GPL: which country's law?
Paul Reilly
paul.reilly at 3glab.com
Thu Jun 21 16:21:14 UTC 2001
I speak as a systems integrator, located in the United Kingdom.
Unless I've missed something, the GPL V2 doesn't specify in which country's
courts any dispute should be heard. (By comparison, the Mozilla PL
specifies the courts of California; QPL specifies Norway, and so on).
Has anyone looked at where that leaves a systems integrator outside the US
who builds a product using, say, an American distribution of Linux? There
are a number of issues:
- If I want my own legal advisors to research GPL for the purpose of
compatibility with our own business model, should that be against the
framework of UK law, or is only US law relevant?

_ _ _ _ _

-- Exercise objective --
Please say whether each statement agrees with the GPL post, answering yes or no and quoting the deciding words. 1. The writer works as a systems integrator in the United Kingdom. 2. The Mozilla PL specifies the courts of Norway. 3. The GPL V2 names the country whose courts should hear disputes. The listing plays no part in this.

-- Listed records --
_ _ _ _ _

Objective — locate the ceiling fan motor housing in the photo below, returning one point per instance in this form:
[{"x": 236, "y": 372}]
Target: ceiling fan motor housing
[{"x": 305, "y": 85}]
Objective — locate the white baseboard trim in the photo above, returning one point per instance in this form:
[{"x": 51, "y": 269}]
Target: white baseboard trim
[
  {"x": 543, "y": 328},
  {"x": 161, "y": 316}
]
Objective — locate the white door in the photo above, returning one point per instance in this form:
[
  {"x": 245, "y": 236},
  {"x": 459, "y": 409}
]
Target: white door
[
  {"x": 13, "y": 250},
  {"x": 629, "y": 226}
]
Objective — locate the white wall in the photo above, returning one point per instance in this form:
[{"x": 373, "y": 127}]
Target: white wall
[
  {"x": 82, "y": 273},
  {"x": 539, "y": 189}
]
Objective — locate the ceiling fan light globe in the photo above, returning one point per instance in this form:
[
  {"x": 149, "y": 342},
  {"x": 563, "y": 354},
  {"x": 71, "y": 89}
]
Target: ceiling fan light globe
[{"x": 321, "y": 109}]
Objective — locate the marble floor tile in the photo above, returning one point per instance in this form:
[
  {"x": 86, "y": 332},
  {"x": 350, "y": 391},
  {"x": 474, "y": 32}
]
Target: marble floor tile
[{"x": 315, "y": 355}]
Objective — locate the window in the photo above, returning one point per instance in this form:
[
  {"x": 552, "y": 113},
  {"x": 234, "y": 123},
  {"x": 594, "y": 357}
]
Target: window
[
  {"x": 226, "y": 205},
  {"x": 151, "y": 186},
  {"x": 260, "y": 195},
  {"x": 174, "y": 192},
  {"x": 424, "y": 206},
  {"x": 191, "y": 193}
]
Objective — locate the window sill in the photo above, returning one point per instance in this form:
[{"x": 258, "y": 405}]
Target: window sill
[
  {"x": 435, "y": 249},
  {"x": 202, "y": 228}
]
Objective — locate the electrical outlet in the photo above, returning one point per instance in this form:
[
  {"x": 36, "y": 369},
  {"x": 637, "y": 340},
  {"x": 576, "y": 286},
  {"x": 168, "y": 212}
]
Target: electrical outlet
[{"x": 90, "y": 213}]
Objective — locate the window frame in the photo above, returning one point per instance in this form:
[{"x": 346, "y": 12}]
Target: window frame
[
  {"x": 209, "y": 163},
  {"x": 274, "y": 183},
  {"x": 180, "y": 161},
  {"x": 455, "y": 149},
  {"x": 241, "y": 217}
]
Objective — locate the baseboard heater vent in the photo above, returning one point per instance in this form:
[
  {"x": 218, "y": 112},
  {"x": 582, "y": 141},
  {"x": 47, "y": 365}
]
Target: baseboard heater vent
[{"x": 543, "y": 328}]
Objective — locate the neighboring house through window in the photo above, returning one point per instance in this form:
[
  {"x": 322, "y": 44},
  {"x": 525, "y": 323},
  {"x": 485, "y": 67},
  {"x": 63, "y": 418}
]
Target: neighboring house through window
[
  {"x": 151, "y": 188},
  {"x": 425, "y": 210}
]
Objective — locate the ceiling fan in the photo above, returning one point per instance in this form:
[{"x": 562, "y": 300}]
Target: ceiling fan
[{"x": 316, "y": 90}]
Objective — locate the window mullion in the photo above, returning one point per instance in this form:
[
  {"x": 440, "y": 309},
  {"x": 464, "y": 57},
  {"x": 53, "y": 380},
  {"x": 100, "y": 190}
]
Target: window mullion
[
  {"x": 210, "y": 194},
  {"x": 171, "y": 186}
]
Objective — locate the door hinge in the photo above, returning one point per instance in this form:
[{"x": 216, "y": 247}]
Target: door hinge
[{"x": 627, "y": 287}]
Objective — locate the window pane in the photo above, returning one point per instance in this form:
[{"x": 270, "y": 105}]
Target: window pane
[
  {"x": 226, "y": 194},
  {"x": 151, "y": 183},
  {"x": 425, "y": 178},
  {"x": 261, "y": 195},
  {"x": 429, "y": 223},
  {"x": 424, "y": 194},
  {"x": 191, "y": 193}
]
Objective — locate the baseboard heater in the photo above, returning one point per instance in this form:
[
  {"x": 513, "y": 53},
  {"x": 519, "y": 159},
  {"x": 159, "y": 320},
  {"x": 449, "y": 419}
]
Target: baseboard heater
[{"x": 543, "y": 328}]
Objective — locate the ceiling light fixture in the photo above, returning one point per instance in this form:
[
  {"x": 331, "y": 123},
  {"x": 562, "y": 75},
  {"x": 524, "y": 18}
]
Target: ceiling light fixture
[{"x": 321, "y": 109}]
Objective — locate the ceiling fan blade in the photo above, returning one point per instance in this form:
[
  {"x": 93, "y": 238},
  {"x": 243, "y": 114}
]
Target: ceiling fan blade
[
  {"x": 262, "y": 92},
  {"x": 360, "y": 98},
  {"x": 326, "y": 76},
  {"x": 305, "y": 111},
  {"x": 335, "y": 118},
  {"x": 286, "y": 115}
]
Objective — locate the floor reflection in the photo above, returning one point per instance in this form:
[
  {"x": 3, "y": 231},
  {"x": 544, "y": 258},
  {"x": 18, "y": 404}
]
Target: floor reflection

_ _ _ _ _

-- Worked solution --
1. Yes: "I speak as a systems integrator, located in the United Kingdom."
2. No: "the Mozilla PL specifies the courts of California"
3. No: "the GPL V2 doesn't specify in which country's courts any dispute should be heard."